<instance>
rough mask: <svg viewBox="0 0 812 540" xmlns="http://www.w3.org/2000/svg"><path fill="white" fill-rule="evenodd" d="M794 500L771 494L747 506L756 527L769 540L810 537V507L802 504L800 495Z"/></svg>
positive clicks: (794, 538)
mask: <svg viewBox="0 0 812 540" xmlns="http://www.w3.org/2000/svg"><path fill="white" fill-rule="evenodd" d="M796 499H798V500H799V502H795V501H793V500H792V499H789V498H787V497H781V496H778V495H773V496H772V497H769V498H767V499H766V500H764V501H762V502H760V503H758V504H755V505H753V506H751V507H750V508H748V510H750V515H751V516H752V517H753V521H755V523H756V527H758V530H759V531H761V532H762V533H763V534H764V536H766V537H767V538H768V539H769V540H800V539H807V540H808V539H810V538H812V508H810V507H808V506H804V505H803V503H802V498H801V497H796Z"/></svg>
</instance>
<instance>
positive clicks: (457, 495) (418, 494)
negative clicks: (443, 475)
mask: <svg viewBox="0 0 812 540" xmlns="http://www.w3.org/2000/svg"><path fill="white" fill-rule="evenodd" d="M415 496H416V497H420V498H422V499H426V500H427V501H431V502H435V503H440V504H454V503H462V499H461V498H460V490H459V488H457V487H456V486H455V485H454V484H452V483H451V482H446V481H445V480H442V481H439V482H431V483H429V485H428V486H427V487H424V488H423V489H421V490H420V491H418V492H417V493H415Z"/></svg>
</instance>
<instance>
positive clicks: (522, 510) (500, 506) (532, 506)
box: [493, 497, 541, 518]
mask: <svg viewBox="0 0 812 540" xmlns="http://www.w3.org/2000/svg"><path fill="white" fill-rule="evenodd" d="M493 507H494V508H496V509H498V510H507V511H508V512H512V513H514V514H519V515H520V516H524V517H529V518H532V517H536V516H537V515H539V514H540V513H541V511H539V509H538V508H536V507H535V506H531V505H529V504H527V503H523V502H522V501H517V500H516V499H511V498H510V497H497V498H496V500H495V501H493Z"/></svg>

§ Exercise directions:
Retype the data in full, precisely as given.

§ Your response:
<instance>
rough mask: <svg viewBox="0 0 812 540" xmlns="http://www.w3.org/2000/svg"><path fill="white" fill-rule="evenodd" d="M794 500L771 494L747 506L756 527L769 540L810 537V507L802 504L800 495Z"/></svg>
positive clicks: (794, 538)
mask: <svg viewBox="0 0 812 540" xmlns="http://www.w3.org/2000/svg"><path fill="white" fill-rule="evenodd" d="M796 499H798V500H799V502H795V501H793V500H792V499H789V498H787V497H781V496H778V495H773V496H772V497H769V498H767V499H766V500H764V501H762V502H760V503H758V504H755V505H753V506H751V507H750V508H748V510H750V515H751V516H752V517H753V521H755V523H756V527H758V530H759V531H761V532H762V533H763V534H764V536H766V537H767V538H768V539H769V540H800V539H807V540H808V539H810V538H812V508H810V507H808V506H804V505H803V503H802V498H801V497H796Z"/></svg>
</instance>
<instance>
positive clicks: (457, 495) (418, 494)
negative clicks: (443, 475)
mask: <svg viewBox="0 0 812 540" xmlns="http://www.w3.org/2000/svg"><path fill="white" fill-rule="evenodd" d="M415 496H416V497H420V498H422V499H426V500H427V501H431V502H435V503H440V504H454V503H462V499H461V498H460V490H459V488H457V487H456V486H455V485H454V484H452V483H451V482H446V481H445V480H442V481H439V482H431V483H429V485H428V486H427V487H424V488H423V489H421V490H420V491H418V492H417V493H415Z"/></svg>
</instance>
<instance>
positive clicks: (522, 510) (500, 506) (532, 506)
box: [493, 497, 541, 518]
mask: <svg viewBox="0 0 812 540" xmlns="http://www.w3.org/2000/svg"><path fill="white" fill-rule="evenodd" d="M493 507H494V508H496V509H498V510H507V511H508V512H512V513H514V514H519V515H520V516H524V517H529V518H532V517H536V516H537V515H539V514H540V513H541V511H539V509H538V508H536V507H535V506H531V505H529V504H527V503H523V502H522V501H517V500H516V499H511V498H510V497H497V498H496V500H495V501H493Z"/></svg>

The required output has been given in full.